### TASKS
1 – List the qualities that the writer of the passage on confessional songwriting says they want their writing to have.
2 – Reproduce the passage on confessional songwriting, starting at "At the risk" and ending at "the 20th century.".
* Start DOCUMENT EXTRACT *
It’s important to note that there is some artistry involved in the confessional style. I could sing out my diary, but I’m not sure anyone would give a fuck. The creative trick, the magic trick at the heart of it all in some ways, is to take the personal and make it feel universal, or at least that’s how it is in my corner of writing. Art is about empathy to a large extent, and I’ve spent most of my time as a writer trying to find a way of expressing my feelings that is useful, or that is interpretable, by other people who live different lives. I want it to be raw, and I want it to be honest, but I also want it to be accessible. And that’s a neat trick, and it’s not an easy one. If it was, we’d all be writing better songs. Finding that balance is tough. In a way, that’s the centre of my working life, looking for that balance.

At the risk of seeming entirely obsessed with songwriting, there’s a wonderful Leonard Cohen line—well, first we just need to establish the fact that Cohen was the greatest songwriter of the 20th century.
* End DOCUMENT EXTRACT *
* Start RECORDS SHOWN *
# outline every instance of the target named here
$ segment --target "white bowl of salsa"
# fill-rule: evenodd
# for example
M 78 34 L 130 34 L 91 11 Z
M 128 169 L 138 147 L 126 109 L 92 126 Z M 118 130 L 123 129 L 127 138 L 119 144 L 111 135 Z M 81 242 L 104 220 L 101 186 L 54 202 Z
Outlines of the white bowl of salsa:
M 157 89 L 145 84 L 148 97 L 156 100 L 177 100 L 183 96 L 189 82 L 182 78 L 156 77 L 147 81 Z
* End RECORDS SHOWN *
### FULL ANSWERS
1 –
- Raw
- Honest
- Accessible

2 –
At the risk of seeming entirely obsessed with songwriting, there’s a wonderful Leonard Cohen line—well, first we just need to establish the fact that Cohen was the greatest songwriter of the 20th century.